DOCUMENT TEXT

━━━━━━━━━━━━━━━━

Wednesday, December 4, 2013

Common Design: Delver of Secrets

Well, this was going to come around sooner or later. One of the most offensive cards in Pauper, Delver of Secrets has made its pest like presence felt across every 60-card format in which it is legal.  The question remains - is it a good design for a common? 
A refresher on the metrics:
  • Support casual play
  • Support limited
  • Entry point into Magic
  • Viable for high-level constructed
  • Adheres to New World Order 
I want to add another one that I missed yesterday:
  • Color 
Basically, how good does the card reflect its color identity,
So Delver. On the casual play front, this card is a line drive single. Delver of Secrets creates a great moment of "will it flip" which translates to stories. Hey, remember that time you bricked on Delver for the entire game and still won? That was awesome. Delver of Secrets also allows new players to explore different avenues of deck building a design - now it makes sense to run creatures with a heavy compliment of spells. I can see the Little Kid smiling broadly as he (because in these scenarios, I'm the LK) figures out how Spellheart Chimera and Delver of Secrets work in the same deck. 
Delver of Secrets also has decent, if not fantastic repeat value. Yes, it gets tiresome when someone always flips Delver, but that's in competitive constructed. I imagine there have been far more games played with UCB Delver than Sorkin Delver. 
Also, Transform is just a cool mechanic. Getting two cards out of one is something everyone can appreciate and people who see it for the first time can genuinely appreciate both the weird and awesome in their new toy.
How about limited? Swing and a slow grounder, easy put out. Delver of Secrets presents a build around limited card of the worst kind - one that leads a player down a bad path. Limited is largely about creatures and Delver, while a creature, requires a higher density of spells than most 40 cards can supply. Normally this would be a complete miss but in the incredibly deep world of Innistrad draft, having  a two-faced blank isn't the worst thing ever.

━━━━━━━━━━━━━━━━

EXERCISES TO COMPLETE
1/ For each statement, say yes or no to whether it agrees with the Delver of Secrets post, and quote the exact words that decide it: (a) On casual play, the post rates Delver of Secrets as a line drive single. (b) The post calls Delver of Secrets a strong pick for limited. (c) The post adds a metric that was missed the day before.
2/ Write the next part of the Delver of Secrets post, starting after its last sentence.
The rows that come next are separate material, unconnected to the Delver of Secrets post.

━━━━━━━━━━━━━━━━

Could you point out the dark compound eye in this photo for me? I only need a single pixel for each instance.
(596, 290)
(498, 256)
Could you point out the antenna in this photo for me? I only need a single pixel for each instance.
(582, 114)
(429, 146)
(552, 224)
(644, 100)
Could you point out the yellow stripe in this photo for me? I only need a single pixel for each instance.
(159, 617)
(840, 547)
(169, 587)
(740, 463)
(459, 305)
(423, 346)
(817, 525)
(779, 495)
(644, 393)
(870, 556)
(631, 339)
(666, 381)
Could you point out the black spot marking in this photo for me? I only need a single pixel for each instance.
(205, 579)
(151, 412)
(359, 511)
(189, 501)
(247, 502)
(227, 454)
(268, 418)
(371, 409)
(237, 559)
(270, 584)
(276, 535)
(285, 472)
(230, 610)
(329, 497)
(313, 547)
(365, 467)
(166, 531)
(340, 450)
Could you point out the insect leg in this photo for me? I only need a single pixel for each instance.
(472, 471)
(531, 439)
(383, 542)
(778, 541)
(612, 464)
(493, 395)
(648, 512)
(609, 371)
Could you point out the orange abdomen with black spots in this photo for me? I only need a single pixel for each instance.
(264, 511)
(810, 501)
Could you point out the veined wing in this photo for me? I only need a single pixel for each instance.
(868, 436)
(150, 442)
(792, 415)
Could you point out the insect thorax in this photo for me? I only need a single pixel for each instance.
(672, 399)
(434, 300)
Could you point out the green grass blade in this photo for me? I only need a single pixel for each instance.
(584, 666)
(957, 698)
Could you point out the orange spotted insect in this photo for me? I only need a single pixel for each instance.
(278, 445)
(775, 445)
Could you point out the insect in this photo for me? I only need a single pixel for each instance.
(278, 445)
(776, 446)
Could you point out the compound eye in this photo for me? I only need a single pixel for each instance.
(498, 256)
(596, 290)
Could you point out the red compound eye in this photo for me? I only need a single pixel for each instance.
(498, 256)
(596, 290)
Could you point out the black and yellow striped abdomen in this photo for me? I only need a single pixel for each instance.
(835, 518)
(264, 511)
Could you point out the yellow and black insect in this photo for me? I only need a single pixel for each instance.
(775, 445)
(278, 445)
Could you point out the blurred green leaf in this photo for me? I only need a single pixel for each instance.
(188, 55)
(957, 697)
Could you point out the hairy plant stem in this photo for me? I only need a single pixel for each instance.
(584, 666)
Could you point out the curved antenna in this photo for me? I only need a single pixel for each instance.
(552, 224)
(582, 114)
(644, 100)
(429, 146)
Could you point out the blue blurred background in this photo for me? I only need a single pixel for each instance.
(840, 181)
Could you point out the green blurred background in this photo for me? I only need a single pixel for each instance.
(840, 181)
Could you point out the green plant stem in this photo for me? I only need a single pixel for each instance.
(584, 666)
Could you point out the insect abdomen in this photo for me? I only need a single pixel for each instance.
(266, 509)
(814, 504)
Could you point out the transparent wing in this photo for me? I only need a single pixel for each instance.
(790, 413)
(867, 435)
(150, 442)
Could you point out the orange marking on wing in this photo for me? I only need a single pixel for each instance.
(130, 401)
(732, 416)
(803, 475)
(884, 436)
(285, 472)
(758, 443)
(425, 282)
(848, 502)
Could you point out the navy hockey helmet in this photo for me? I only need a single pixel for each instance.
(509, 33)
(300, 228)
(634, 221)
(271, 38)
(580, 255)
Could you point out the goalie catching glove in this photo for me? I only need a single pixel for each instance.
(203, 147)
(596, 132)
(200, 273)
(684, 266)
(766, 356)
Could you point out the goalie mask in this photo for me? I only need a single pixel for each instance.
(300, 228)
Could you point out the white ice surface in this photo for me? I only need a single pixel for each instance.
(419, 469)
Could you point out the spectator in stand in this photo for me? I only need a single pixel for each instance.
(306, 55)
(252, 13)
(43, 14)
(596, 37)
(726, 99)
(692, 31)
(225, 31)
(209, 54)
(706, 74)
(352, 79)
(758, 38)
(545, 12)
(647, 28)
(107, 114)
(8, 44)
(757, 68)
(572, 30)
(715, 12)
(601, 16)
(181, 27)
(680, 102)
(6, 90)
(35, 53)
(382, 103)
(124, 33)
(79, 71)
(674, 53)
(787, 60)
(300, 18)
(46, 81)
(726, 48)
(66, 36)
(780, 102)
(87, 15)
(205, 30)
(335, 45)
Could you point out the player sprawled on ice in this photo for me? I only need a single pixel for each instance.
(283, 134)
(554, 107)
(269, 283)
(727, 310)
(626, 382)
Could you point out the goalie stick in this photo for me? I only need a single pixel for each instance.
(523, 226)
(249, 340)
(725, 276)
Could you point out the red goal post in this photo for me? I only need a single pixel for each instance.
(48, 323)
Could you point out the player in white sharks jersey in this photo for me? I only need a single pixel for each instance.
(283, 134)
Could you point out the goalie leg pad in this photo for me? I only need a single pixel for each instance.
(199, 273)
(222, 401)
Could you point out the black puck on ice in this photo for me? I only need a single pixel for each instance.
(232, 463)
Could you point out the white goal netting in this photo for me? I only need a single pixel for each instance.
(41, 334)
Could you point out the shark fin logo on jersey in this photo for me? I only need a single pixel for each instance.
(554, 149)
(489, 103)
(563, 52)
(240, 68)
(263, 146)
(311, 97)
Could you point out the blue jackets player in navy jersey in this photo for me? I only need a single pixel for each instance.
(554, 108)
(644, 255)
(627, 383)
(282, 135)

━━━━━━━━━━━━━━━━

ANSWERS PER TASK
1/
(a) Yes: "On the casual play front, this card is a line drive single."
(b) No: "Delver of Secrets presents a build around limited card of the worst kind - one that leads a player down a bad path."
(c) Yes: "I want to add another one that I missed yesterday"

2/
As a gateway into Magic and the world? A ringing double. For Innistrad  this card is great. It drips Gothic Horror and dips into pop culture/high literature with allusions to both Kafka's Metamorphosis and the film The Fly. Immediately one can glean some information about this world. Nils Hamm also hits the art right on the sweet spot.
Delver of Secrets also provides a glut of information about Magic. Not only are there these things creatures, but instants and sorceries too! I wonder what other types of cards there are...
The big miss for me is the fact that Delver is a double-faced card. So far only two sets have used this technology and it could be misleading to a newcomer that this is the norm. After a few sets of cracking packs without such a card, they would get the message and I don't think that amount of feel bad is enough to drive people away from the game.
High level constructed? Just click here.
As far as New World Order goes, Delver does eat up a ton of complexity points (as does the transform mechanic). This is fine since it is a major theme of the block. Also, for all the complexity, it actually exists in two very simple states, keeping the on board complexity down. All in all, this card passes the NWO test.
How about color? Well, in the sense that blue is stupid good, so is Delver. In other words, this is a bloop single and advancing to third on defensive incompetence. Sure, Delver plays nice with blue's strength in spells but Insectile Aberration is a seriously pushed creature. If it had two power or one toughness I think it would be more in line with aggressive azure animal stats, but as is it feels a few hairs too good. Execution of color philosophy: excellent. Execution of late 90s power level: spot on.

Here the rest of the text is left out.